### SET EXERCISE
Reproduce every line of the records below verbatim, omitting the pictures.

□ □ □ □

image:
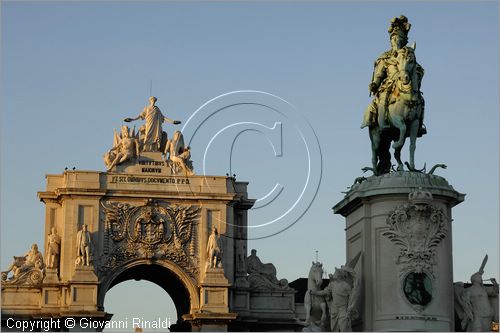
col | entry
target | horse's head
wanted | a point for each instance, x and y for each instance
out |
(406, 65)
(316, 273)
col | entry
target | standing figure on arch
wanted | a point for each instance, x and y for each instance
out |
(83, 247)
(153, 135)
(214, 249)
(397, 109)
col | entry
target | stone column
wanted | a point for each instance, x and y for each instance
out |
(402, 224)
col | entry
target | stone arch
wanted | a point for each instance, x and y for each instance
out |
(177, 283)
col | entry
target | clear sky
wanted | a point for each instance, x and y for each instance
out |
(71, 71)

□ □ □ □

### FULL SOLUTION
image:
col | entry
target | horse's head
wanted | a point for each instance, x and y for each instance
out |
(406, 65)
(316, 273)
col | entry
target | standing figure on arch
wanted | a point for each instance, x and y for each instance
out |
(83, 247)
(153, 135)
(214, 249)
(397, 109)
col | entry
target | stone column
wanted | a point for each instance, x and y for each instance
out |
(402, 224)
col | entry
target | stone arch
wanted | a point for each instance, x and y for each instance
out |
(177, 283)
col | entry
target | clear sky
wanted | a point for each instance, x and y for each instance
out |
(71, 71)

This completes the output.